EXERCISE - Rewrite the book review from "Filmmaker Howard Brookner" up to and including "O’Connor, 2009, etc.).", changing "engrossing" to "absorbing".

TEXT BLOCK -
###

Filmmaker Howard Brookner (1954-1989) is the focus of this engrossing, intimate memoir by novelist and biographer Gooch (English/William Paterson Univ.; Flannery: A Life of Flannery O’Connor, 2009, etc.).
Meeting at a gay bar in Manhattan in the 1970s, Gooch and Brookner felt instant attraction and rapport. “Our warped lives, our shared predilection for the ‘far out,’ was a bond between Howard and me, as well as between us and our peers,” writes the author. “We were all trying strenuously to walk on the wild side.” An “increasingly bold and expressionist phase of gay culture” fueled that wildness with rent boys and bathhouses, speed, cocaine and heroin. Brookner was involved in making a documentary about the notorious writer William Burroughs. Gooch, after earning a doctorate in English at Columbia, detoured to become a male model. Needing a portfolio, he approached the only photographer he knew: Robert Mapplethorpe. “Robert and I were both pretty clueless about fashion photography,” Gooch admits, and the results were bizarre. In Paris on a modeling gig, Gooch met the young Andy Warhol, “weirdly, transparently needy and vulnerable,” and spent some time on “Planet Warhol…a giddy, weightless planet, but without much oxygen.” When modeling ran dry, Gooch turned to writing, first porn reviews for a gay newspaper, then fiction, mainstream articles and interviews. Brookner’s career took off after he released Burroughs: The Movie in 1983, to critical raves. By then, however, gay exuberance was tempered by rumors of an insidious virus. In 1987, Brookner tested positive for HIV. For Gooch, the news felt like “emotional whiplash.” Soon, Brookner fell prey to an opportunistic virus that affected brain cells, and he began to lose his sight. Spasms, fever and bacterial pneumonia followed. At the age of 35, a man Gooch calls “a cresting young genius” was dead.
This candid memoir lovingly evokes a life, and a world, lost.

###

ENTRIES PROVIDED -
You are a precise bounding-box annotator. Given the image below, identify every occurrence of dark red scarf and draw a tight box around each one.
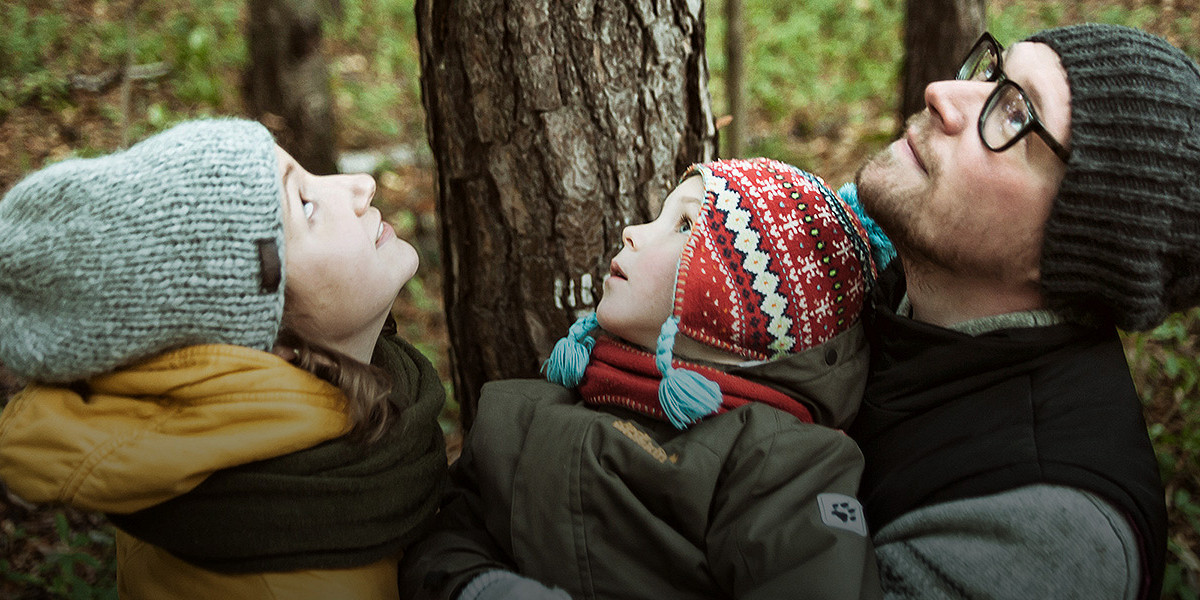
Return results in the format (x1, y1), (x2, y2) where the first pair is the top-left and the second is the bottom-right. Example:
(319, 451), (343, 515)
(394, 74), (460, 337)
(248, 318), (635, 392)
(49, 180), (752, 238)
(580, 336), (812, 422)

###

RESPONSE AREA -
Filmmaker Howard Brookner (1954-1989) is the focus of this absorbing, intimate memoir by novelist and biographer Gooch (English/William Paterson Univ.; Flannery: A Life of Flannery O’Connor, 2009, etc.).